**YOUR INSTRUCTIONS:**
Copy out every line of the records in which "green" can be found.

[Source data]
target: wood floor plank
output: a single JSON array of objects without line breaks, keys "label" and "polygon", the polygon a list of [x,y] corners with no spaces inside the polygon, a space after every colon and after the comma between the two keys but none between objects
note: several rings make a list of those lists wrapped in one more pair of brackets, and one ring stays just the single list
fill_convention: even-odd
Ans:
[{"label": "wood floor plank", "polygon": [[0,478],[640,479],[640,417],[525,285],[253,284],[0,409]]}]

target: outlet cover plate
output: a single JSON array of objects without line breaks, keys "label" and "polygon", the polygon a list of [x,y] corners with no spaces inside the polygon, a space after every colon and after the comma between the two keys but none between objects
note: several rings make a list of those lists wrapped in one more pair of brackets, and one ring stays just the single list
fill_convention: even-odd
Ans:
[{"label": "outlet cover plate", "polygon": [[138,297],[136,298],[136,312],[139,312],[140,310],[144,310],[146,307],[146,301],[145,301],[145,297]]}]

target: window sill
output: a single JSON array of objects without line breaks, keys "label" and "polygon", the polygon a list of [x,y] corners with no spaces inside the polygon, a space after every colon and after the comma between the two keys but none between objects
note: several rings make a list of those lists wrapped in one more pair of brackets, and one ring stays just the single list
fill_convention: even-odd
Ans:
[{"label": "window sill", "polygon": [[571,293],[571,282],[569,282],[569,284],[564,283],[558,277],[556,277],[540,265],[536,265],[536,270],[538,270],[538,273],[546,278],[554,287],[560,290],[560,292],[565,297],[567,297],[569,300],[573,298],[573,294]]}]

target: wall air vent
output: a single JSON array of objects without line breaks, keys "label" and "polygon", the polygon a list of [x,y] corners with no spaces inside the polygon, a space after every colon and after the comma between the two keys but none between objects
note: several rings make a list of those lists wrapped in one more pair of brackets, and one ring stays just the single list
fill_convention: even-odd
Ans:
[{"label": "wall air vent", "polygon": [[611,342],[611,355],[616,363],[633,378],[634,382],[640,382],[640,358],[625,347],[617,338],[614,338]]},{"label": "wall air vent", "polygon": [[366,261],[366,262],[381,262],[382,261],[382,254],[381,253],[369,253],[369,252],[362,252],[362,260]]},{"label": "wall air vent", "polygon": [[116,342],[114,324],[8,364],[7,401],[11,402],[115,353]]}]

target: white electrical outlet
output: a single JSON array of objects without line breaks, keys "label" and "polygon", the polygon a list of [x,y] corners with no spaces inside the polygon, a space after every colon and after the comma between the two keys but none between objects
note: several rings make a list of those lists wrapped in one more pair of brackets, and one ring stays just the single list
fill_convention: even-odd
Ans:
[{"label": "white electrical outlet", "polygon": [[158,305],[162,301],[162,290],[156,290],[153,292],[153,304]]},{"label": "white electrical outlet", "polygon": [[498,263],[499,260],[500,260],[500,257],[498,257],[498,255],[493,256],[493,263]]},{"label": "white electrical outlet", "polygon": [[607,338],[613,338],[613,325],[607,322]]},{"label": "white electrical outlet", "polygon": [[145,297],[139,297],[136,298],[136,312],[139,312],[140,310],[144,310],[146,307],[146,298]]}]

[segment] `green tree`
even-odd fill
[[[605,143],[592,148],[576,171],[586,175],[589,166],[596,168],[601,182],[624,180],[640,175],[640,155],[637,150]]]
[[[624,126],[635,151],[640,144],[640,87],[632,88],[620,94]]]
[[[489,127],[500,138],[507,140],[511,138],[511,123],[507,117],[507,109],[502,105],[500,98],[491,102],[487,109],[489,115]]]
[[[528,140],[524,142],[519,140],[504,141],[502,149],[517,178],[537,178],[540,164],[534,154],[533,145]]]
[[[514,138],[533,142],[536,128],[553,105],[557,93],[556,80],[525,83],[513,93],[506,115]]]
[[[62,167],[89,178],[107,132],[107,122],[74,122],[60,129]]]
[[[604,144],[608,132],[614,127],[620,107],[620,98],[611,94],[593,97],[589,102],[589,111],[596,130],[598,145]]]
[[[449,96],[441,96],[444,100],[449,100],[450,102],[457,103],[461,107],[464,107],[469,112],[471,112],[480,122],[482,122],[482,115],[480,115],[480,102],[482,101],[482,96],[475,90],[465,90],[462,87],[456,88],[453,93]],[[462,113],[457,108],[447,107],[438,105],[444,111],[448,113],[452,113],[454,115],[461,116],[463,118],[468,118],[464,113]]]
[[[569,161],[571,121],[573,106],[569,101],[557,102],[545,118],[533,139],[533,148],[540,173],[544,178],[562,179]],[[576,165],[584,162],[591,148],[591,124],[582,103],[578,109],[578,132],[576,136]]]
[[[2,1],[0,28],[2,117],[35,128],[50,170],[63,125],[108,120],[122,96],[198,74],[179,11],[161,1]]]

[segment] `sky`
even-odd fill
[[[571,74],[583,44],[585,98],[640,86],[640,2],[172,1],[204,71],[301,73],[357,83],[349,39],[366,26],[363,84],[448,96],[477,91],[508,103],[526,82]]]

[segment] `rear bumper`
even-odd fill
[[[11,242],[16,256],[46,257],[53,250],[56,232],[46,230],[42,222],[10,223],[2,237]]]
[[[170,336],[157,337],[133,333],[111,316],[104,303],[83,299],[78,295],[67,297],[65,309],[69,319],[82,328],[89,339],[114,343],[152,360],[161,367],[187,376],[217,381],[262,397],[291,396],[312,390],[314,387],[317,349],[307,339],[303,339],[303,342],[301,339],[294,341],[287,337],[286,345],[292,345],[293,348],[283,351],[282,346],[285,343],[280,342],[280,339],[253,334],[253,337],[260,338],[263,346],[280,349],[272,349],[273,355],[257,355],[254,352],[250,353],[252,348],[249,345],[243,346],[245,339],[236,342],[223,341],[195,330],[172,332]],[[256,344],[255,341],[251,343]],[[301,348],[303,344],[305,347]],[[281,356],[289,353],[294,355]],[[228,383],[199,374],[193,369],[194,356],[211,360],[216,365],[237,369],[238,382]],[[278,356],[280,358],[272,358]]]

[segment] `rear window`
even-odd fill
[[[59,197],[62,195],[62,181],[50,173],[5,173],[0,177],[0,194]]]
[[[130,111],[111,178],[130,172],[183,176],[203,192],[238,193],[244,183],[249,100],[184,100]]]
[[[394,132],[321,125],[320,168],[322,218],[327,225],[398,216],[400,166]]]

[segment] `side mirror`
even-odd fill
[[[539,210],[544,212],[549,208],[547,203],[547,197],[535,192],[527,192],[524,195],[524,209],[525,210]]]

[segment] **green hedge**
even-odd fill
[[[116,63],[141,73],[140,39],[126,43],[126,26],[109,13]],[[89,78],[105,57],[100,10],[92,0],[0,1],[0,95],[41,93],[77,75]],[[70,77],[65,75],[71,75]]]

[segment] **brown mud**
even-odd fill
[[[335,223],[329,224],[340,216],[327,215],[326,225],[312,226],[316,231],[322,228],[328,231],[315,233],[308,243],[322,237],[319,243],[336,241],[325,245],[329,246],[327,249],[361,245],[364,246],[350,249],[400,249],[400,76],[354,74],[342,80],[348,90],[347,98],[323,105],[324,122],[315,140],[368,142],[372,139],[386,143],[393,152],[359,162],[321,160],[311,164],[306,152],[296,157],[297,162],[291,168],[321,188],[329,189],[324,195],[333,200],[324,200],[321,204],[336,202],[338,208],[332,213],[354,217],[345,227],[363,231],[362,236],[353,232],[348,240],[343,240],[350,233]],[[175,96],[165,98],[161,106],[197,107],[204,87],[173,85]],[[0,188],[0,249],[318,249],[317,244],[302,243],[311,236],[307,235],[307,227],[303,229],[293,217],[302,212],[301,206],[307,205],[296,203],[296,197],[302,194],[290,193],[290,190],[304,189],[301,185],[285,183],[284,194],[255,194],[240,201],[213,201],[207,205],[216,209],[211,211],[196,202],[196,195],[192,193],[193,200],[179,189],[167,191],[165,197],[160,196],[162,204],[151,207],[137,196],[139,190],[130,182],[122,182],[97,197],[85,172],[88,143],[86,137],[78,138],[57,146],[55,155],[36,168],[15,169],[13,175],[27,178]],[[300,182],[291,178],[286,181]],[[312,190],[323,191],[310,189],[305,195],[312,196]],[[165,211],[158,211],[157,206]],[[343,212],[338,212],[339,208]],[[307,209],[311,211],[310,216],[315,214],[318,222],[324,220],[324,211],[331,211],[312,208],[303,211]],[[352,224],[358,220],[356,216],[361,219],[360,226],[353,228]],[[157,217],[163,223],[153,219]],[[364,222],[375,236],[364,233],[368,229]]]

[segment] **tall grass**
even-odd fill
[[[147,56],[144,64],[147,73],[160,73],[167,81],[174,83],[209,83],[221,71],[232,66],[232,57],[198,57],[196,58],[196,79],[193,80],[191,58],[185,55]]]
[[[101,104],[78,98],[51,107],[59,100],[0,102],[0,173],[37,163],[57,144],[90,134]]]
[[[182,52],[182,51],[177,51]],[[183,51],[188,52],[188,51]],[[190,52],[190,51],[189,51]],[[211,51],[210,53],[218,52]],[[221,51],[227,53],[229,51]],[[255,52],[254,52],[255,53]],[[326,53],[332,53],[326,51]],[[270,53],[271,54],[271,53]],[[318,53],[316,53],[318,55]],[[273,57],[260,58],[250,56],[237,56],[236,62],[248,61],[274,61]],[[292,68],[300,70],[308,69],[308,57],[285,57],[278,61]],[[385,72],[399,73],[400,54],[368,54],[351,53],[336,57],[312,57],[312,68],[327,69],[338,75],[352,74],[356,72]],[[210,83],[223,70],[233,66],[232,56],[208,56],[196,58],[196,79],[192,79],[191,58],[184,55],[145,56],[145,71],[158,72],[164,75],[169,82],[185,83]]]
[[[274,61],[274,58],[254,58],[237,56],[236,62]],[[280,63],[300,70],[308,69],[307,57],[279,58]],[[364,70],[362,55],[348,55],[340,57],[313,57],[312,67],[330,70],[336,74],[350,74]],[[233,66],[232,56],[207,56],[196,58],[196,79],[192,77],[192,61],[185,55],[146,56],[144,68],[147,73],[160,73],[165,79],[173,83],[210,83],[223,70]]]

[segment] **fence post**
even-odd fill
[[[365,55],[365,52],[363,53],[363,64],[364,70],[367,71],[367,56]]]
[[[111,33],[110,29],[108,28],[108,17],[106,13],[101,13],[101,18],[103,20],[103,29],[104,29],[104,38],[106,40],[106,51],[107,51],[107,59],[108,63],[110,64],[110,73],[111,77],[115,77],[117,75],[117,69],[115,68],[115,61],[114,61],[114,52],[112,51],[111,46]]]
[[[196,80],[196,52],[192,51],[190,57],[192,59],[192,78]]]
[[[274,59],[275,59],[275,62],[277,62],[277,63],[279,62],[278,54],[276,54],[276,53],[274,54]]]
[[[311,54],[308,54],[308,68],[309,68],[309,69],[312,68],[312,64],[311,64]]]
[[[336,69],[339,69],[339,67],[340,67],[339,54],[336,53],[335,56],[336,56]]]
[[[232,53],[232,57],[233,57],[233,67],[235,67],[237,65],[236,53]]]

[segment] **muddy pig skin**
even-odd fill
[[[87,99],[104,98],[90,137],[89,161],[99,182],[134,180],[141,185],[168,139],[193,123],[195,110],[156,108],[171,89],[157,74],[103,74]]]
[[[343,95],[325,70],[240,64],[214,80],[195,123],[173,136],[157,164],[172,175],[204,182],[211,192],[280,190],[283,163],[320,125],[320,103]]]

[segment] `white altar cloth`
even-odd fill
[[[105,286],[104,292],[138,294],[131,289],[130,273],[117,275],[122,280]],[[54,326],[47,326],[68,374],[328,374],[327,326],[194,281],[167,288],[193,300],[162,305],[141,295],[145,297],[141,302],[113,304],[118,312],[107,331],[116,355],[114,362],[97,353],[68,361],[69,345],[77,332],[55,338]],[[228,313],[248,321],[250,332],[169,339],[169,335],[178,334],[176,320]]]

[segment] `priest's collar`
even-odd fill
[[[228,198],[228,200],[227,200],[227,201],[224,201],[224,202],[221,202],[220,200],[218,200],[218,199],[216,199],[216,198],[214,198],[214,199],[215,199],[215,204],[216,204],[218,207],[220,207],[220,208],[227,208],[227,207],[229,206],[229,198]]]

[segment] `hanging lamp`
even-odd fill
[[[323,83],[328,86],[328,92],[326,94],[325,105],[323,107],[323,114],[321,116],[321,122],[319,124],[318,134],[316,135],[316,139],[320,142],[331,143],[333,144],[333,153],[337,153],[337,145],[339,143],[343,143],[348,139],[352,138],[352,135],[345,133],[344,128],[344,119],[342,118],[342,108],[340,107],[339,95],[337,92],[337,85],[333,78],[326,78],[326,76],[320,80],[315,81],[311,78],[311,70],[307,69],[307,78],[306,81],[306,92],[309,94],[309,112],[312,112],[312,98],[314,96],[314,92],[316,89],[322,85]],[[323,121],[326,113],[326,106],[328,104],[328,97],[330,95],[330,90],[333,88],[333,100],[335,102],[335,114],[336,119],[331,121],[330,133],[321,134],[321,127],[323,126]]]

**REPLY TO THE TASK:**
[segment] `green tree`
[segment] **green hedge**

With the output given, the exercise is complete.